# TEXTAUSZUG
Am 3.August 1995 um 3.30 Uhr wurde an meiner Tür ein Einberufungsbescheid abgeliefert, den ich umgehend befolgen soll. Deshalb teile ich Ihnen das folgende mit: Gegen Ende 1994 habe ich, meinen eigenen Überzeugungen folgend, Kontakt mit der 'Gruppe für den direkten Schutz der Menschenrechte' in Zagreb Kontakt aufgenommen und arbeite seither mit ihr zusammen. Monatelang habe ich Menschen gesucht und zusammengebracht, damit wir uneigennützig jenen helfen konnten, die Hilfe brauchen.

# VORLIEGENDE DATEN
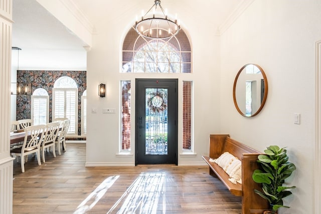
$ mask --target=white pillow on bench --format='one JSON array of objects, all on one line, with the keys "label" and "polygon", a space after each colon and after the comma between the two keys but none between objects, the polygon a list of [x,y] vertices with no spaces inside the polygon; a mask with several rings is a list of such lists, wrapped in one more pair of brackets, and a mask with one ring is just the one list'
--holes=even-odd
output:
[{"label": "white pillow on bench", "polygon": [[237,157],[225,152],[213,160],[230,176],[230,181],[242,184],[242,163]]}]

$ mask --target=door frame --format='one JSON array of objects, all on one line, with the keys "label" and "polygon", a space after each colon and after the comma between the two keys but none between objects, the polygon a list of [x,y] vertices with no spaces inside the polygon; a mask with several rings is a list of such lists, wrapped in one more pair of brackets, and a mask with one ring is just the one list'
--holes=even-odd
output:
[{"label": "door frame", "polygon": [[178,79],[165,79],[165,78],[160,78],[160,79],[155,79],[155,78],[136,78],[135,79],[135,165],[136,166],[137,165],[138,158],[138,108],[136,108],[136,105],[138,103],[138,97],[137,96],[137,93],[138,91],[138,81],[174,81],[176,84],[176,92],[177,93],[177,99],[175,99],[175,121],[176,122],[176,126],[175,126],[175,131],[174,135],[174,140],[176,142],[176,146],[175,148],[175,162],[174,163],[175,165],[178,165]]},{"label": "door frame", "polygon": [[314,162],[314,213],[321,210],[321,41],[315,43],[315,145]]}]

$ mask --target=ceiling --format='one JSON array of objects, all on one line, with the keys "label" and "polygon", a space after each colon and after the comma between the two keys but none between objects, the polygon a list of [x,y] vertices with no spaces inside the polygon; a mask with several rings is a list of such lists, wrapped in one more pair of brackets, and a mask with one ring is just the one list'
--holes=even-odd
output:
[{"label": "ceiling", "polygon": [[[152,0],[50,0],[68,2],[91,23],[95,30],[117,17],[147,11]],[[184,8],[185,13],[204,19],[219,29],[240,4],[248,0],[162,0],[164,8]],[[115,3],[117,2],[117,3]],[[184,3],[184,4],[182,4]],[[149,6],[142,8],[143,6]],[[144,7],[145,7],[144,6]],[[36,0],[13,0],[13,47],[24,49],[46,49],[84,51],[86,44],[44,8]],[[170,12],[169,12],[170,13]],[[129,16],[129,15],[128,15]]]}]

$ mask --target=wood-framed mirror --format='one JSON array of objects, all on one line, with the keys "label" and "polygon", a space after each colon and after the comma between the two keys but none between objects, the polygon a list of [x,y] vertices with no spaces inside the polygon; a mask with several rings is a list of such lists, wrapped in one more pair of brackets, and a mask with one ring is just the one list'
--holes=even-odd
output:
[{"label": "wood-framed mirror", "polygon": [[237,111],[253,117],[263,108],[267,97],[267,80],[262,68],[248,64],[239,71],[233,87],[233,99]]}]

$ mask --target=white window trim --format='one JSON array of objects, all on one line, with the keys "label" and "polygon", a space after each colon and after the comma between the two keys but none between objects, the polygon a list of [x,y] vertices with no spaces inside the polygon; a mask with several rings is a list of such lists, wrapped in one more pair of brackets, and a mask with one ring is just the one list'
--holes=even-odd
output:
[{"label": "white window trim", "polygon": [[[56,93],[56,91],[63,91],[65,92],[65,95],[66,95],[66,92],[68,91],[75,91],[76,92],[76,96],[75,96],[76,97],[76,100],[75,100],[75,103],[76,103],[76,107],[75,108],[75,132],[68,132],[67,133],[67,135],[73,135],[73,136],[78,136],[78,88],[53,88],[52,90],[52,120],[54,121],[54,120],[55,119],[55,93]],[[66,117],[66,96],[65,96],[65,101],[64,101],[64,117]]]},{"label": "white window trim", "polygon": [[34,99],[36,98],[44,98],[47,100],[46,106],[46,123],[49,122],[49,96],[31,96],[31,118],[34,120]]}]

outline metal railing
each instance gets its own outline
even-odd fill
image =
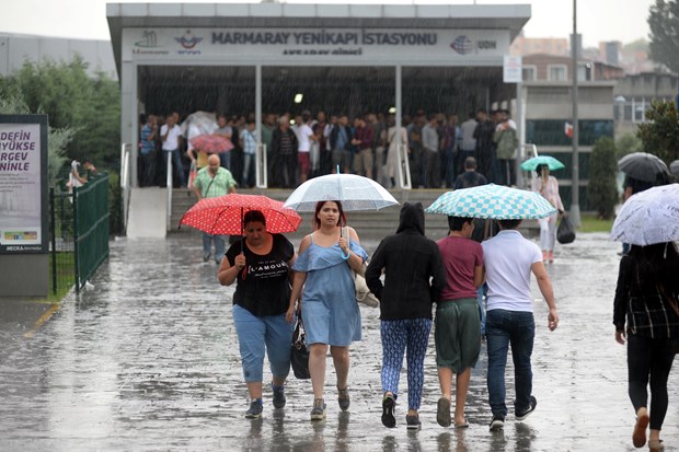
[[[76,291],[108,258],[108,174],[73,188]]]
[[[399,187],[404,190],[413,189],[411,182],[411,164],[407,158],[407,144],[396,144],[396,174]]]
[[[268,187],[268,162],[266,161],[266,144],[257,143],[255,153],[255,184],[257,188]]]
[[[165,230],[170,231],[172,228],[172,152],[161,151],[165,153],[168,159],[168,173],[165,174],[165,183],[168,186],[168,217],[165,218]]]
[[[85,285],[108,257],[108,174],[73,193],[49,193],[53,292]]]

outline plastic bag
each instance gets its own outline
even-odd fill
[[[562,245],[573,243],[575,240],[575,228],[573,228],[573,222],[571,222],[571,219],[565,215],[561,218],[561,222],[556,229],[556,240]]]
[[[290,364],[292,373],[300,380],[311,378],[309,373],[309,347],[307,346],[307,335],[301,314],[297,316],[297,325],[292,333],[292,344],[290,345]]]

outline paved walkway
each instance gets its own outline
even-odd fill
[[[360,231],[359,231],[360,232]],[[364,241],[373,250],[376,241]],[[533,354],[538,408],[488,432],[485,351],[472,375],[468,430],[436,424],[434,348],[421,418],[407,432],[380,422],[378,311],[362,308],[364,340],[352,347],[350,413],[335,402],[329,366],[327,420],[311,424],[309,381],[291,376],[288,405],[243,418],[242,382],[231,320],[231,288],[202,262],[199,237],[116,240],[93,288],[39,316],[0,318],[0,449],[8,451],[632,451],[634,413],[626,395],[625,350],[613,339],[618,244],[580,234],[549,266],[560,327],[546,328],[536,300]],[[539,291],[533,281],[536,298]],[[510,366],[509,366],[510,368]],[[509,372],[511,373],[511,372]],[[265,380],[271,378],[265,373]],[[508,374],[508,398],[513,378]],[[679,372],[670,376],[667,451],[679,450]],[[401,379],[406,394],[405,375]],[[647,449],[646,449],[647,450]]]

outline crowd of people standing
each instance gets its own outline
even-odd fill
[[[216,116],[212,135],[226,138],[232,149],[220,153],[240,187],[255,185],[254,157],[257,130],[254,114]],[[404,115],[399,134],[393,114],[367,113],[314,115],[303,111],[264,114],[261,143],[267,157],[267,185],[291,188],[310,177],[354,173],[377,181],[385,188],[399,186],[399,166],[405,158],[414,188],[453,188],[469,157],[488,182],[515,185],[518,139],[516,124],[507,111],[488,114],[479,109],[459,124],[458,115],[418,111]],[[139,134],[139,185],[164,186],[168,159],[172,161],[174,186],[186,186],[192,164],[206,165],[207,154],[193,149],[186,138],[191,126],[181,126],[177,112],[142,118]],[[399,146],[402,144],[402,148]],[[400,154],[398,151],[402,150]]]

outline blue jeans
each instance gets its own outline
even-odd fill
[[[257,317],[238,304],[233,305],[232,313],[245,382],[262,381],[265,346],[272,375],[285,380],[290,372],[290,339],[295,324],[286,322],[285,314]]]
[[[251,181],[250,177],[250,174],[254,173],[254,158],[255,154],[243,153],[243,178],[241,179],[241,185],[244,188],[254,185],[254,181]]]
[[[516,399],[514,410],[523,412],[530,405],[533,373],[530,356],[533,352],[536,321],[532,312],[491,310],[485,317],[488,348],[488,402],[496,416],[507,416],[505,404],[505,368],[511,345]]]
[[[209,258],[211,254],[212,241],[215,241],[215,260],[221,263],[226,253],[226,236],[225,235],[210,235],[203,233],[203,257]]]
[[[457,176],[456,172],[454,172],[454,157],[456,157],[456,152],[454,152],[454,148],[448,148],[446,149],[446,154],[445,154],[445,169],[446,169],[446,188],[452,188],[452,186],[454,185],[454,178]]]

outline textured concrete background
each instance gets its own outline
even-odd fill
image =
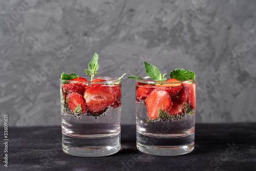
[[[194,71],[198,123],[255,122],[255,0],[1,1],[0,114],[11,125],[60,125],[60,75],[84,74],[96,52],[104,75],[145,75],[143,60]],[[123,124],[135,123],[134,84],[123,81]]]

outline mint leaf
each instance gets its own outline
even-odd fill
[[[81,106],[81,104],[78,104],[76,109],[73,111],[74,113],[76,113],[78,114],[82,114],[82,106]]]
[[[124,75],[125,75],[126,74],[126,73],[125,73],[125,74],[123,74],[123,75],[122,75],[121,77],[120,77],[119,78],[118,78],[118,79],[121,79],[122,77],[123,77],[123,76]]]
[[[61,76],[60,77],[61,79],[65,80],[71,80],[73,79],[79,78],[79,77],[77,74],[72,73],[70,74],[68,74],[63,72],[61,74]]]
[[[196,75],[192,71],[187,69],[176,69],[170,73],[170,78],[175,78],[180,81],[191,80],[196,79]]]
[[[138,79],[139,80],[143,80],[142,79],[142,78],[141,78],[141,77],[139,77],[138,76],[135,76],[135,75],[130,76],[127,78],[129,78],[129,79]]]
[[[87,75],[91,75],[91,81],[93,80],[94,75],[97,75],[99,73],[96,72],[99,69],[99,64],[98,63],[98,59],[99,55],[96,53],[94,53],[93,57],[88,64],[88,69],[85,69],[84,71]]]
[[[146,74],[155,81],[165,81],[167,80],[166,78],[164,78],[166,74],[164,74],[162,76],[161,71],[157,67],[146,61],[144,61],[144,67]]]

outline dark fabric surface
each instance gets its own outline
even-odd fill
[[[120,152],[99,158],[64,153],[60,126],[10,127],[9,131],[10,170],[256,170],[255,123],[197,124],[195,149],[177,157],[139,152],[135,125],[122,126]],[[3,150],[1,153],[2,157]],[[1,170],[6,169],[3,163]]]

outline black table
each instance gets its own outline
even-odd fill
[[[10,170],[256,170],[255,123],[197,124],[195,150],[177,157],[158,157],[141,153],[136,147],[135,125],[123,125],[121,130],[120,152],[104,157],[82,158],[62,151],[60,126],[11,127],[8,168]],[[2,137],[3,134],[3,131],[0,134]],[[1,154],[3,157],[4,150]],[[6,169],[3,161],[2,163],[1,170]]]

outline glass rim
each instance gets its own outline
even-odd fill
[[[81,76],[79,76],[79,77],[82,77],[82,78],[84,78],[86,79],[87,79],[86,77],[90,77],[90,78],[91,79],[91,76],[89,76],[89,75],[81,75]],[[103,81],[103,82],[93,82],[93,81],[89,81],[89,80],[88,80],[87,81],[72,81],[72,80],[67,80],[66,79],[59,79],[59,81],[61,82],[65,81],[66,82],[70,82],[70,83],[90,83],[90,82],[95,83],[95,82],[97,82],[97,83],[115,83],[115,82],[121,82],[121,79],[118,79],[119,77],[117,77],[94,75],[94,79],[96,79],[96,78],[103,79],[104,78],[111,78],[111,79],[110,80],[107,80],[106,81]]]
[[[144,76],[141,77],[142,78],[150,78],[150,77],[148,76]],[[155,81],[154,80],[139,80],[138,79],[135,79],[137,82],[139,82],[141,83],[150,83],[150,84],[172,84],[172,83],[189,83],[189,82],[197,82],[197,79],[189,80],[185,80],[183,81],[175,81],[175,82],[166,82],[166,81]]]

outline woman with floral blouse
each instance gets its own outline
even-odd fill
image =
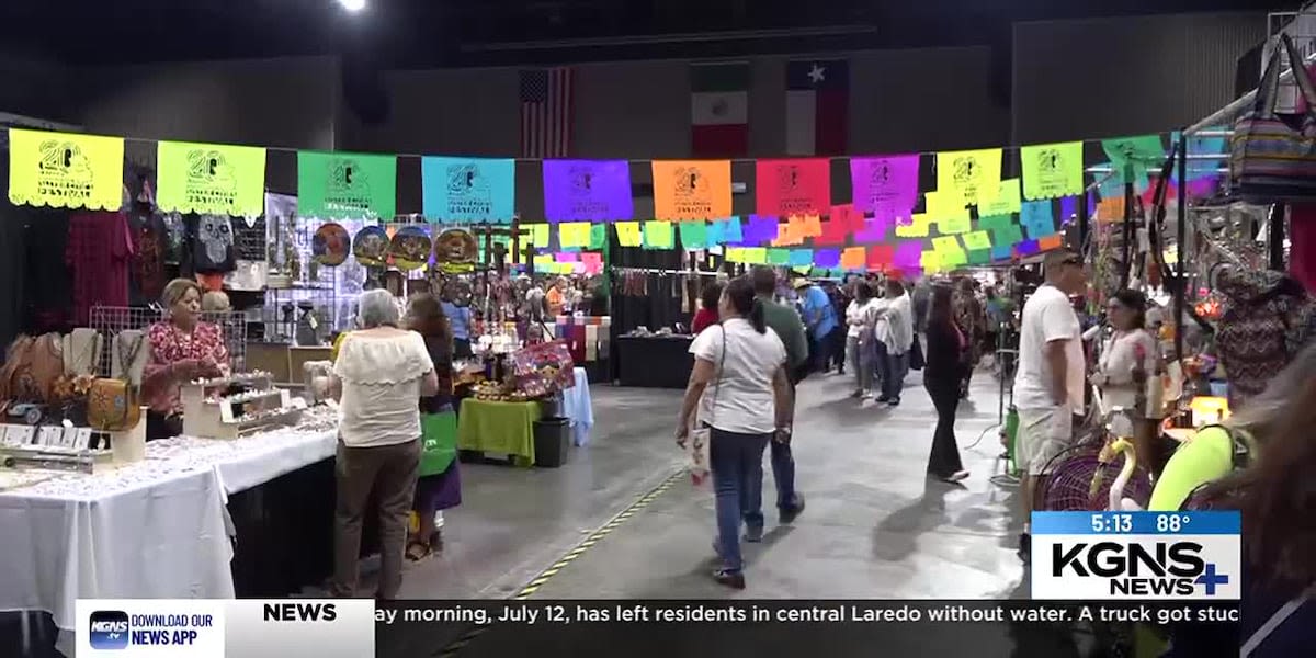
[[[201,287],[191,279],[168,282],[161,299],[168,317],[146,332],[151,347],[142,380],[142,397],[149,407],[147,441],[183,432],[179,387],[184,382],[229,374],[229,349],[222,332],[200,321],[201,293]]]

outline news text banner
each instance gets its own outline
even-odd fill
[[[375,646],[380,657],[1067,655],[1092,628],[1237,620],[1237,601],[395,601],[375,609]]]

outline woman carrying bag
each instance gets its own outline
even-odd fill
[[[415,562],[442,549],[443,509],[462,504],[462,479],[453,412],[453,332],[438,299],[428,292],[412,296],[407,328],[425,340],[438,375],[438,392],[420,399],[420,471],[407,538],[407,559]]]

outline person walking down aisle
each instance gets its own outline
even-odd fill
[[[457,425],[453,415],[453,355],[455,338],[443,305],[429,292],[412,296],[407,328],[421,334],[434,363],[438,390],[420,399],[424,451],[412,509],[416,534],[407,541],[407,558],[425,559],[443,546],[443,511],[462,504],[462,476],[457,466]],[[467,345],[467,349],[470,346]]]
[[[800,296],[800,315],[809,336],[809,370],[824,372],[830,353],[829,337],[837,328],[836,309],[826,292],[808,279],[795,282],[795,291]]]
[[[762,540],[763,449],[769,441],[790,443],[794,403],[786,347],[763,320],[763,301],[754,299],[750,282],[730,282],[720,307],[721,326],[699,334],[690,346],[695,368],[676,424],[676,443],[684,447],[690,440],[697,405],[700,426],[709,432],[717,509],[713,550],[722,559],[713,579],[744,590],[741,524],[746,541]]]
[[[1115,333],[1101,347],[1092,383],[1101,388],[1105,409],[1126,409],[1132,426],[1117,428],[1119,436],[1133,437],[1138,463],[1148,472],[1159,472],[1158,440],[1161,411],[1153,400],[1153,387],[1161,386],[1161,345],[1142,328],[1146,324],[1146,297],[1121,290],[1107,305],[1107,321]],[[1150,384],[1149,384],[1150,383]],[[1121,417],[1120,422],[1125,418]]]
[[[1083,413],[1083,342],[1071,295],[1087,287],[1083,259],[1073,251],[1051,251],[1042,265],[1046,283],[1024,304],[1019,338],[1015,405],[1019,409],[1016,461],[1024,471],[1020,503],[1024,533],[1019,557],[1032,559],[1034,494],[1049,474],[1051,458],[1069,447],[1074,416]]]
[[[790,307],[772,301],[776,290],[776,272],[771,267],[754,267],[750,274],[754,295],[763,305],[763,320],[786,345],[786,372],[791,383],[791,404],[795,404],[795,387],[808,375],[809,347],[804,340],[804,324]],[[794,409],[792,409],[794,413]],[[776,482],[776,509],[783,524],[788,524],[804,512],[804,495],[795,491],[795,455],[791,443],[772,441],[772,479]],[[751,541],[758,541],[750,537]]]
[[[863,279],[855,280],[854,301],[845,309],[845,354],[854,370],[854,393],[850,397],[863,399],[873,392],[873,322],[876,304],[873,288]]]
[[[378,599],[395,599],[403,582],[407,517],[420,468],[417,400],[438,393],[438,375],[416,332],[397,328],[386,290],[361,293],[358,330],[338,349],[332,393],[338,403],[338,503],[334,511],[333,596],[354,596],[366,504],[379,515]]]
[[[937,409],[937,429],[932,434],[932,451],[928,454],[928,475],[950,483],[969,476],[959,461],[959,443],[955,441],[959,383],[965,376],[961,355],[967,341],[969,337],[955,324],[950,288],[934,287],[928,311],[928,365],[923,371],[923,386]]]
[[[882,395],[879,403],[891,407],[900,404],[900,392],[904,391],[904,378],[909,374],[909,349],[913,345],[913,307],[909,295],[905,295],[904,284],[899,279],[887,279],[887,296],[883,299],[880,322],[886,324],[882,332],[884,349],[882,362],[878,363],[878,372],[882,378]]]
[[[978,361],[982,358],[982,351],[979,350],[982,347],[983,305],[978,301],[978,295],[974,292],[974,280],[967,276],[955,283],[953,300],[955,325],[969,338],[969,367],[965,368],[965,379],[959,383],[959,396],[969,399],[969,382],[974,378],[974,368],[978,367]]]

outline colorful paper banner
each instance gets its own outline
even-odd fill
[[[622,221],[634,217],[626,161],[544,161],[549,221]]]
[[[124,138],[9,129],[9,203],[117,211]]]
[[[896,237],[901,238],[924,238],[928,237],[929,220],[924,213],[915,213],[909,216],[908,224],[896,222]]]
[[[155,166],[155,205],[161,211],[234,217],[265,213],[262,147],[159,142]]]
[[[297,215],[392,221],[396,208],[396,155],[297,151]]]
[[[730,161],[654,161],[654,216],[711,220],[732,215]]]
[[[558,224],[558,243],[562,247],[590,246],[591,224],[587,221],[569,221]]]
[[[421,158],[425,217],[511,224],[516,215],[516,161]]]
[[[991,251],[991,234],[986,230],[974,230],[961,236],[965,249],[969,251]]]
[[[832,205],[832,161],[800,158],[754,164],[754,208],[759,215],[820,213]]]
[[[1024,197],[1083,193],[1083,142],[1038,143],[1019,150]]]
[[[671,249],[675,245],[672,240],[670,221],[645,222],[645,249]]]
[[[1000,149],[938,153],[937,190],[958,196],[962,205],[995,199],[1000,191]]]
[[[680,229],[680,247],[687,251],[708,247],[708,225],[704,220],[683,221],[676,225]]]
[[[862,213],[895,218],[919,203],[919,155],[850,158],[854,208]]]
[[[1019,224],[1028,237],[1036,240],[1055,233],[1055,218],[1051,216],[1051,201],[1025,201],[1019,213]]]
[[[840,249],[815,249],[813,250],[813,265],[819,267],[840,267],[841,266],[841,250]]]
[[[901,270],[909,270],[912,267],[919,267],[921,258],[923,241],[901,240],[900,242],[896,242],[896,255],[891,259],[891,262]]]
[[[1013,215],[1019,212],[1023,196],[1019,191],[1019,179],[1011,178],[1000,182],[996,197],[978,204],[978,216]]]
[[[619,221],[615,224],[617,228],[617,243],[621,246],[640,246],[640,222],[638,221]]]
[[[1158,134],[1101,139],[1101,150],[1111,158],[1115,178],[1121,183],[1145,182],[1148,167],[1159,166],[1165,161],[1165,146]]]
[[[846,270],[863,270],[867,265],[869,251],[863,247],[846,247],[841,251],[841,267]]]

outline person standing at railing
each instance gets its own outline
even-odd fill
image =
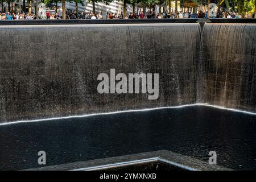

# ARBEITSAUFTRAG 1
Erklären Sie anhand des Schreibens zum Einberufungsbescheid in ein bis drei Sätzen, wozu die schreibende Person monatelang „Menschen gesucht und zusammengebracht“ hat.
# ARBEITSAUFTRAG 2
Übertragen Sie den folgenden Satz aus dem Schreiben zum Einberufungsbescheid ins Englische: „Am 3.August 1995 um 3.30 Uhr wurde an meiner Tür ein Einberufungsbescheid abgeliefert, den ich umgehend befolgen soll.“
# ARBEITSAUFTRAG 3
Führen Sie das Schreiben zum Einberufungsbescheid im Anschluss an seinen letzten Satz weiter.

# LÖSUNG 1
Die schreibende Person hat monatelang Menschen gesucht und zusammengebracht, damit sie gemeinsam uneigennützig jenen helfen konnten, die Hilfe brauchen.

# LÖSUNG 2
On August 3, 1995, at 3:30, a conscription notice was delivered to my door, which I am to comply with immediately.

# LÖSUNG 3
So konnten wir Nein! zum Krieg sagen und wahre Liebe gegenüber allem, was menschlich ist, pflegen. Ende Juli dieses Jahres wurde die letzte Unterschrift unter das Dokument gesetzt, mit dem wir eine eigene Organisation gründeten, so daß jetzt der Prozess unserer Registrierung in Gang gesetzt ist. Es ist eine Organisation für Menschenrechte, Frieden und Gewaltfreiheit, wie wir uns gemäß unserer Satzung nennen. Und jetzt, als ich schließlich dachte, daß wir alle Probleme bei unserer Gründung gelöst hätten und daß wir bald anfangen könnten, erfolgreich zu arbeiten, geschah jenes letzte Nacht, von dem ich nicht wollte, daß es geschehen sollte. Ein Mobilisierungsbefehl. Ein Befehl, das zu tun, das all meinen Überzeugungen, meinen langfristigen Hoffnungen und Wünschen widerspricht. Ist dies nicht vielleicht ein Angriff auf die Gewissensfreiheit?

Ein Befehl zu Krieg, Tod, Zerstörung. Ekelhaft. Ich frage mich, ob meine Kriegsdienstverweigerung irgendeinen Sinn gemacht hat, die ich eingereicht hatte, die aber monatelang nicht entschieden wurde. Wahrscheinlich hat sie nie jemand nur angesehen.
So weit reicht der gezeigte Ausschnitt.